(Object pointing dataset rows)
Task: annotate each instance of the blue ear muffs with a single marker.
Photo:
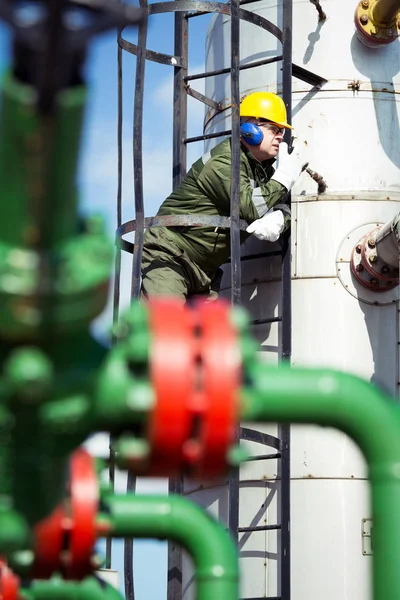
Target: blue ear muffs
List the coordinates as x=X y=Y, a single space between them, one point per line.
x=251 y=133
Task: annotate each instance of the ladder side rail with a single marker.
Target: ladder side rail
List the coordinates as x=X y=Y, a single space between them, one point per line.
x=179 y=167
x=286 y=346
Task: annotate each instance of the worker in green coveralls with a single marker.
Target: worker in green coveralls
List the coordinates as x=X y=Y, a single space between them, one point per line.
x=184 y=261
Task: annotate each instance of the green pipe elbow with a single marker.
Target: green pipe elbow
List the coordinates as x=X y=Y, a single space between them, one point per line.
x=57 y=588
x=326 y=397
x=174 y=518
x=384 y=12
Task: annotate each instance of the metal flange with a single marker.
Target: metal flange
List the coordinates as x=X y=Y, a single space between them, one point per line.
x=9 y=583
x=195 y=371
x=369 y=268
x=65 y=541
x=371 y=31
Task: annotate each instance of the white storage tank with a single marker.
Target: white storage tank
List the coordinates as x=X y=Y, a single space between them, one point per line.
x=350 y=130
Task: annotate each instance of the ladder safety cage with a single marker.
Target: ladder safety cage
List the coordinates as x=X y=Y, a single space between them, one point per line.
x=185 y=10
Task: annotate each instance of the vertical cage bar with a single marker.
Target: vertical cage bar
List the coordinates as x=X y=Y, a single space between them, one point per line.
x=179 y=165
x=180 y=100
x=236 y=283
x=235 y=149
x=117 y=264
x=286 y=348
x=137 y=155
x=138 y=241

WHAT THE TASK REQUIRES -
Begin at the line that has "Task: annotate each instance of the worker" and stop after the line that has "x=184 y=261". Write those lines out again, request text included, scaling each answer coordinate by 1.15 and rounding to whole numbers, with halves going up.

FINISHED EXERCISE -
Task: annotate each instance of the worker in green coveralls with a single marker.
Target: worker in green coveralls
List the coordinates as x=X y=Y, a single space between them, one point per line.
x=212 y=300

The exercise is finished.